**Problem requirements:** Some of the lines below need repeating. Reproduce exactly those between the lines holding "compact form (118,208)." and "compact form (49,70).", inclusive.

☆ ☆ ☆

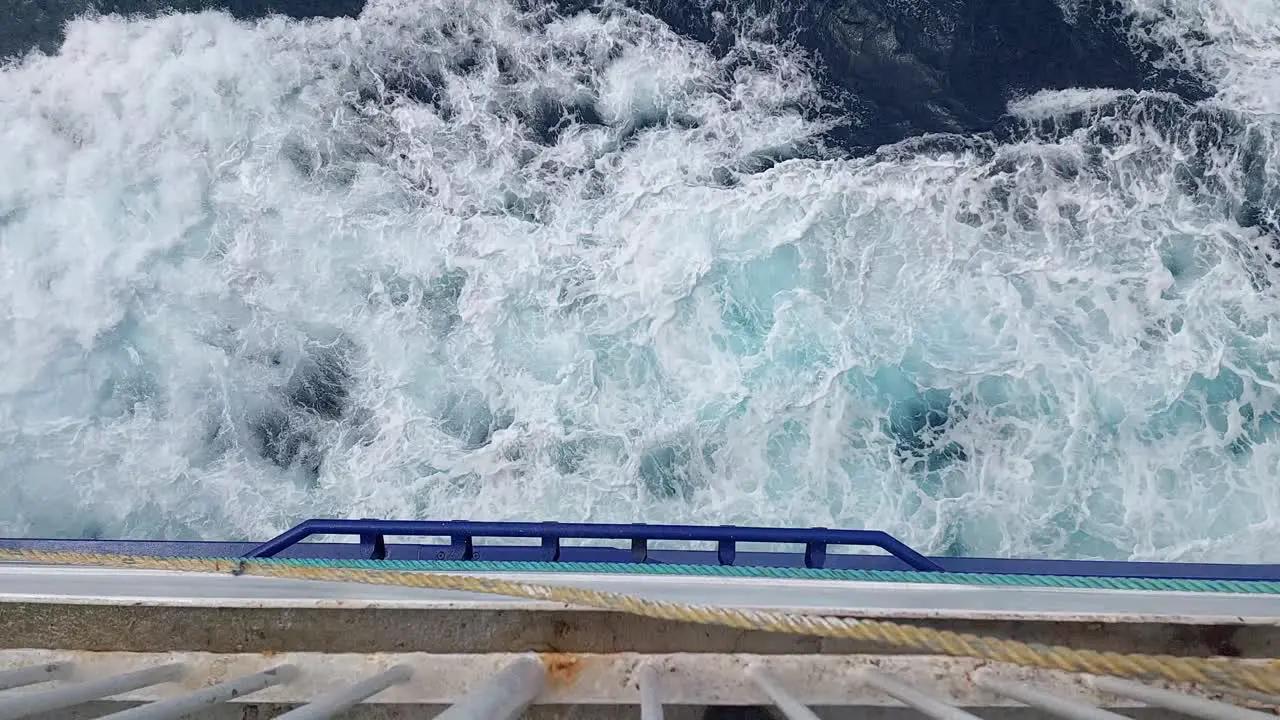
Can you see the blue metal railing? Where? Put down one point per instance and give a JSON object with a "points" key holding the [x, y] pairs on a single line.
{"points": [[373, 537], [461, 547]]}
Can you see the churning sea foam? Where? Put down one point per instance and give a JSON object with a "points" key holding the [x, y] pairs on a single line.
{"points": [[466, 259]]}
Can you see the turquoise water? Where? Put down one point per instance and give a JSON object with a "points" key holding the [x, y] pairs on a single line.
{"points": [[245, 285]]}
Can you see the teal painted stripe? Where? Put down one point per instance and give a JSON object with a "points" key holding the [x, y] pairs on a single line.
{"points": [[1244, 587]]}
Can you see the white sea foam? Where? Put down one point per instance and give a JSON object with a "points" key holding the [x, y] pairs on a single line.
{"points": [[977, 354]]}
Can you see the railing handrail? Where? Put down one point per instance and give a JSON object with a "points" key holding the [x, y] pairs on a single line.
{"points": [[464, 532]]}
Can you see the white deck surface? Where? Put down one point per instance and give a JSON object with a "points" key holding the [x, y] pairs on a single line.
{"points": [[32, 583]]}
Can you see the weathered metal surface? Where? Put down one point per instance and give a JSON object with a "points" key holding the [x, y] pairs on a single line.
{"points": [[280, 629], [103, 586], [686, 679]]}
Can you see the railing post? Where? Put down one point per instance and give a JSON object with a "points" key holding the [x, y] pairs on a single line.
{"points": [[33, 674], [1056, 705], [650, 697], [504, 696], [927, 705], [1178, 702], [208, 697], [787, 703], [69, 696], [332, 703]]}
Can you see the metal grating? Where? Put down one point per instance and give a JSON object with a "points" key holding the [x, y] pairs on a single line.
{"points": [[502, 686]]}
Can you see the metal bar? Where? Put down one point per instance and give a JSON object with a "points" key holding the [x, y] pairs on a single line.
{"points": [[1178, 702], [650, 696], [208, 697], [32, 674], [787, 703], [1249, 695], [593, 531], [332, 703], [68, 696], [927, 705], [1048, 702], [504, 696]]}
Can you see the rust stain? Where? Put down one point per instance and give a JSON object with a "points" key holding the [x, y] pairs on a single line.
{"points": [[562, 668]]}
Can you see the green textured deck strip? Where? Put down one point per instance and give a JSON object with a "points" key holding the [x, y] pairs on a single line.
{"points": [[1246, 587]]}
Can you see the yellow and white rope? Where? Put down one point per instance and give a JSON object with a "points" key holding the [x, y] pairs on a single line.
{"points": [[1229, 673]]}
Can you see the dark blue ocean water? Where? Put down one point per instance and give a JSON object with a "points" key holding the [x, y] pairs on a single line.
{"points": [[996, 276]]}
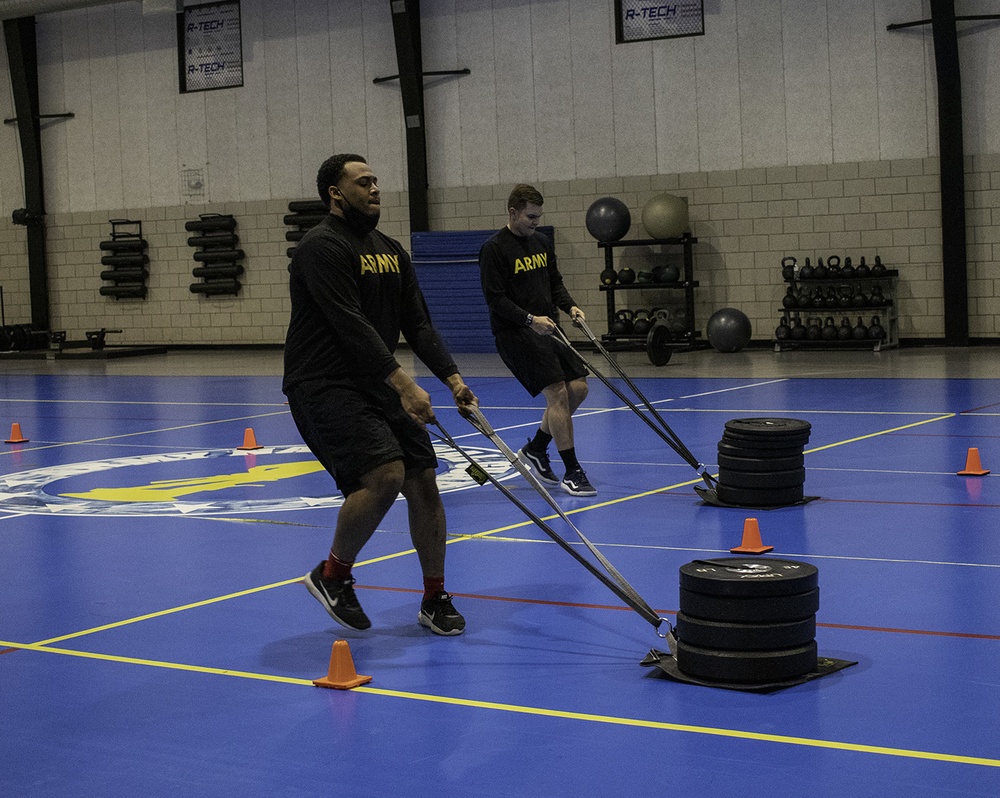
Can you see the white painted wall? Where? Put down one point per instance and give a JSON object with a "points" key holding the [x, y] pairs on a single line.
{"points": [[550, 97]]}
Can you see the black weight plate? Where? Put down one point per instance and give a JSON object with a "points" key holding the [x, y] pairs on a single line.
{"points": [[773, 480], [772, 442], [748, 577], [124, 245], [229, 240], [739, 450], [758, 465], [746, 667], [307, 206], [658, 344], [211, 223], [740, 609], [767, 426], [759, 497], [745, 636]]}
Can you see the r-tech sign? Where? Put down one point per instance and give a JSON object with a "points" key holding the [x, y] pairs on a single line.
{"points": [[640, 20], [211, 45]]}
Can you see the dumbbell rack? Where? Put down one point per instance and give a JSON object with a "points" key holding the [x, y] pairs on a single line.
{"points": [[887, 312], [681, 340]]}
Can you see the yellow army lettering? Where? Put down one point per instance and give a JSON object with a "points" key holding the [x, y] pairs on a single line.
{"points": [[534, 262], [379, 264]]}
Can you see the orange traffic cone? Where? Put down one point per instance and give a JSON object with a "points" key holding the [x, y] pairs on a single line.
{"points": [[249, 440], [341, 675], [973, 468], [15, 434], [752, 543]]}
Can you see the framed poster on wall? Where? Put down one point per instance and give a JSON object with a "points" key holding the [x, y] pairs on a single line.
{"points": [[210, 46], [642, 20]]}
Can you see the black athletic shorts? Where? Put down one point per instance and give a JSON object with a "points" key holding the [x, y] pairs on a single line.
{"points": [[353, 429], [538, 361]]}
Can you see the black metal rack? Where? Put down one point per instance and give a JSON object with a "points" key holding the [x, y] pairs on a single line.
{"points": [[681, 339]]}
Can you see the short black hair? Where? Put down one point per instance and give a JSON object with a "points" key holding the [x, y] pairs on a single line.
{"points": [[331, 171], [523, 195]]}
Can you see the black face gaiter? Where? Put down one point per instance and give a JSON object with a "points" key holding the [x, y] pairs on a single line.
{"points": [[361, 223]]}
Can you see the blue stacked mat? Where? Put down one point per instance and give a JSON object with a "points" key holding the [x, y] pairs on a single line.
{"points": [[447, 264]]}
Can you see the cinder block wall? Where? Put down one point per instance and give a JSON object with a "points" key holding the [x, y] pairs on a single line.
{"points": [[746, 221]]}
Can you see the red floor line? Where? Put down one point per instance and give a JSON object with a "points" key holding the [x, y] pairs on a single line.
{"points": [[908, 631], [543, 602], [940, 435], [914, 504]]}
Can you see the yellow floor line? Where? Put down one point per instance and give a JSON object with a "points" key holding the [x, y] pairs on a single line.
{"points": [[537, 711], [144, 432], [454, 539]]}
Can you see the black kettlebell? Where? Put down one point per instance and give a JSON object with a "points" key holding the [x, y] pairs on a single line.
{"points": [[623, 321], [641, 322], [666, 273]]}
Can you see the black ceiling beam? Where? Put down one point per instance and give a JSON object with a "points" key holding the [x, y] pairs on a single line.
{"points": [[22, 58], [409, 59], [954, 253]]}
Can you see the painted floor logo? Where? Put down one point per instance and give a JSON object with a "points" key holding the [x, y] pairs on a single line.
{"points": [[118, 486]]}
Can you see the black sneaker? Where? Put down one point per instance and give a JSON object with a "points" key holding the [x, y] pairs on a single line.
{"points": [[576, 483], [338, 598], [540, 463], [440, 616]]}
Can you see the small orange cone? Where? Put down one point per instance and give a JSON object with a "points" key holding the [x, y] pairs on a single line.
{"points": [[15, 434], [249, 440], [341, 675], [752, 543], [973, 468]]}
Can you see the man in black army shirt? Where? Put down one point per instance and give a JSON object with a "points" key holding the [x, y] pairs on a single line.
{"points": [[524, 291], [353, 291]]}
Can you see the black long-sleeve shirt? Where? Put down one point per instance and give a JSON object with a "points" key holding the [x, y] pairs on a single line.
{"points": [[352, 296], [519, 276]]}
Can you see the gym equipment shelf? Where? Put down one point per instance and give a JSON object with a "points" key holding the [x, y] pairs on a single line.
{"points": [[885, 282], [680, 340]]}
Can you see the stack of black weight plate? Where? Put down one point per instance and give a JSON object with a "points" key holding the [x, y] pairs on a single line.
{"points": [[747, 620], [761, 463]]}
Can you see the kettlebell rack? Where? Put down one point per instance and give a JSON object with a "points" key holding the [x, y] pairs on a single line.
{"points": [[622, 332], [838, 305]]}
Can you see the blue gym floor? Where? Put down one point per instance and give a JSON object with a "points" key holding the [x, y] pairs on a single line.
{"points": [[155, 639]]}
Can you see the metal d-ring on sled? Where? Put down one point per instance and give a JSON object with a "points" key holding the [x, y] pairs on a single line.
{"points": [[616, 583], [663, 430]]}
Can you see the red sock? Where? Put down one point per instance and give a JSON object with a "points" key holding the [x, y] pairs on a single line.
{"points": [[433, 585], [337, 569]]}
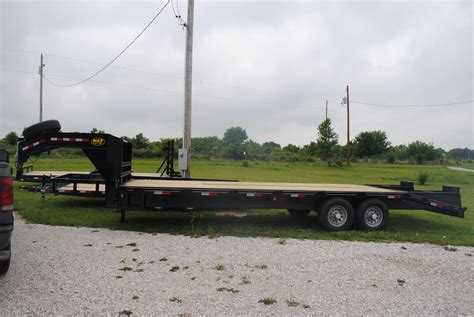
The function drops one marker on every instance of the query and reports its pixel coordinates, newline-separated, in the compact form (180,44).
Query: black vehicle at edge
(6,212)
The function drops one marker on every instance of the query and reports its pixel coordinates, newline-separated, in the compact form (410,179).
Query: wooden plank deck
(252,186)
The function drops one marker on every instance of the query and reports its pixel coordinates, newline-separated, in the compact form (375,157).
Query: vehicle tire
(336,214)
(372,214)
(5,265)
(300,213)
(37,129)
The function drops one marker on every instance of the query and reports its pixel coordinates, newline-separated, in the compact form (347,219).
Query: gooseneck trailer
(339,206)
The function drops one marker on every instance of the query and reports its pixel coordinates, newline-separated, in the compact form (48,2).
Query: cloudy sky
(267,66)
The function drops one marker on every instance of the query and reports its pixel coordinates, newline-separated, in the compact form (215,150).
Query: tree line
(236,145)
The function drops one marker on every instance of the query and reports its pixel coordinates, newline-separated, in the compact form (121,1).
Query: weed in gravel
(450,248)
(175,299)
(244,280)
(292,303)
(228,289)
(138,262)
(125,312)
(174,269)
(268,301)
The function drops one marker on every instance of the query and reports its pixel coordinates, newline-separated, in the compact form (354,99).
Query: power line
(415,105)
(120,54)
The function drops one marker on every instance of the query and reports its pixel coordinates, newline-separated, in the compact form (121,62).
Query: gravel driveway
(78,271)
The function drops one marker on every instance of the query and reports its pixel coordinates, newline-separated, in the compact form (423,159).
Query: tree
(11,138)
(327,146)
(140,141)
(235,136)
(422,152)
(371,143)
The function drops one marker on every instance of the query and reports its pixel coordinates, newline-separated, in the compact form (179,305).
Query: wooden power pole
(326,109)
(41,87)
(348,128)
(185,154)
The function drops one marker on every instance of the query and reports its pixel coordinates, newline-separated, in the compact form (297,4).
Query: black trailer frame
(112,158)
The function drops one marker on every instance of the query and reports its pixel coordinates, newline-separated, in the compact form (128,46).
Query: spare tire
(39,128)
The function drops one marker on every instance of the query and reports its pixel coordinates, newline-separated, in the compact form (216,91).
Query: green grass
(412,226)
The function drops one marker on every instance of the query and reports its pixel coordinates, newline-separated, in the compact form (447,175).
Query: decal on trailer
(97,141)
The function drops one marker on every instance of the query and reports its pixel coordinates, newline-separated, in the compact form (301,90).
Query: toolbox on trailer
(338,205)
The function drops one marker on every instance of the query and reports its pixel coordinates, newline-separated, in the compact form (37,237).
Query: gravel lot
(76,271)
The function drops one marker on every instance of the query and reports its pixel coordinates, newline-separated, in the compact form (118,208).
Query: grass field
(413,226)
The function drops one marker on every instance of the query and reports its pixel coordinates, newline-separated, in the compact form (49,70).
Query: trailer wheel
(336,214)
(372,214)
(300,213)
(37,129)
(5,264)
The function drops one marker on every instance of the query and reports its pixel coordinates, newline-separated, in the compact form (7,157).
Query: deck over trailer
(338,205)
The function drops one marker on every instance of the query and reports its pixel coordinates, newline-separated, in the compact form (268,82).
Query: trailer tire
(299,213)
(39,128)
(336,214)
(372,214)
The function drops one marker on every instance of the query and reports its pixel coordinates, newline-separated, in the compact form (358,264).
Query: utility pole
(348,128)
(326,109)
(185,154)
(41,87)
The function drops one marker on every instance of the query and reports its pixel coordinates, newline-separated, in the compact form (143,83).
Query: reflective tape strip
(254,194)
(210,194)
(69,139)
(297,195)
(398,197)
(7,208)
(158,192)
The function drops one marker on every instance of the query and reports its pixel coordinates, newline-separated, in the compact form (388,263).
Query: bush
(422,177)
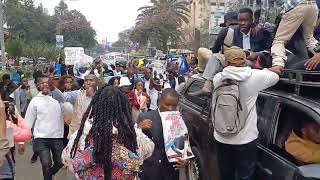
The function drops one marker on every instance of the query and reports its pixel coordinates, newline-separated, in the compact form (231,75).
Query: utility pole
(3,51)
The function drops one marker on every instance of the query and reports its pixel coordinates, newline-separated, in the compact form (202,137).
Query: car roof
(311,102)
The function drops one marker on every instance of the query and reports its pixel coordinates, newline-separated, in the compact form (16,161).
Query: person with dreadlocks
(158,167)
(107,145)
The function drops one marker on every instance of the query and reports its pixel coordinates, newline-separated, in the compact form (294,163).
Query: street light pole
(3,51)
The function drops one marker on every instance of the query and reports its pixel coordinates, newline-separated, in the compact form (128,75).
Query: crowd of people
(113,130)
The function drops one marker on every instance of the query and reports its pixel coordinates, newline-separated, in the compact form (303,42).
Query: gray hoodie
(252,81)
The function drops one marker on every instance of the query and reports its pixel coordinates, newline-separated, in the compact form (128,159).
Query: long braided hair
(109,107)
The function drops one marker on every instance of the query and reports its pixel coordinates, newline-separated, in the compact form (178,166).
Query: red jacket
(133,100)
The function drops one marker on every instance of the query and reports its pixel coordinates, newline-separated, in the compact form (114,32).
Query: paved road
(28,171)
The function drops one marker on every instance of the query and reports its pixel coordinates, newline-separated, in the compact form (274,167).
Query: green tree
(75,27)
(51,53)
(160,23)
(14,48)
(34,50)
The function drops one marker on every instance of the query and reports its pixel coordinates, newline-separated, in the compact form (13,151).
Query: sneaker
(34,159)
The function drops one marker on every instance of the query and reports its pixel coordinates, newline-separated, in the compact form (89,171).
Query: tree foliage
(160,23)
(75,27)
(14,49)
(26,21)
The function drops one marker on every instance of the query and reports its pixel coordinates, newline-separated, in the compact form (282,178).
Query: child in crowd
(141,95)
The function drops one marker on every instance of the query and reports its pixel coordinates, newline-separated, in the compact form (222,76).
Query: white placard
(176,137)
(73,54)
(10,137)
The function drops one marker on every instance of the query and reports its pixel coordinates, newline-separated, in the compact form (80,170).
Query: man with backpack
(246,36)
(234,114)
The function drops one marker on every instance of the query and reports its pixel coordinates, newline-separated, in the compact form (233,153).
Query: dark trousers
(237,161)
(44,147)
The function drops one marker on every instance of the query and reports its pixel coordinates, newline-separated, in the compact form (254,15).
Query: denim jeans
(237,161)
(44,147)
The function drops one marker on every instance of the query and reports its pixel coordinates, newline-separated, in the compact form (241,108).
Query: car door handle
(264,170)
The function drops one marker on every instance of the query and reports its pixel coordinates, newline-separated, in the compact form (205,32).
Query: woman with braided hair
(107,145)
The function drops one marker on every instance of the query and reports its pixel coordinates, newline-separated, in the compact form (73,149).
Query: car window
(198,100)
(266,111)
(291,120)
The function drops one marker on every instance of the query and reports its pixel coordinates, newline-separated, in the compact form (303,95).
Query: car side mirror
(308,172)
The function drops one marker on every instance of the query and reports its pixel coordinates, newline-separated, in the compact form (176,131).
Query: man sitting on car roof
(304,143)
(252,40)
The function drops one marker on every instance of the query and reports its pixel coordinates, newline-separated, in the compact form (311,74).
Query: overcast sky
(108,17)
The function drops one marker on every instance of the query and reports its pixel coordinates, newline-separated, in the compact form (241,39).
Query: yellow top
(303,150)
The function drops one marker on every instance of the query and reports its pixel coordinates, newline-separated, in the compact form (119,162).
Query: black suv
(279,109)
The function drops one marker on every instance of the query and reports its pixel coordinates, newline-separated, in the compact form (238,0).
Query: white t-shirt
(147,85)
(251,82)
(154,95)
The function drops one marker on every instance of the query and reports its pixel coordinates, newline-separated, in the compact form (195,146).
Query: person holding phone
(16,131)
(4,143)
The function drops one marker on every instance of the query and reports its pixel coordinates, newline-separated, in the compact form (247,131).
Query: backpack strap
(228,40)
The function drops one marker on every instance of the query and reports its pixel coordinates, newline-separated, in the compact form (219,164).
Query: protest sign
(176,138)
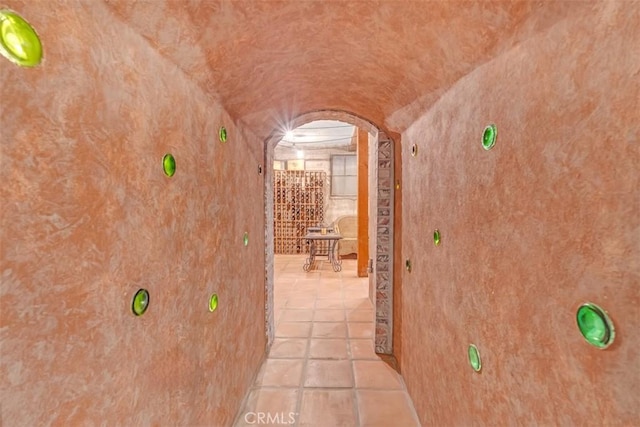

☆ ☆ ☆

**Solution:**
The function drops one marker on every instance of the query and reports its pixel coordinates, newline-separated, in the compact form (118,208).
Query: grass field
(413,226)
The function drops one marker on every instance of the query and reports its pixel coordinates, newline-separated, in the compact form (49,70).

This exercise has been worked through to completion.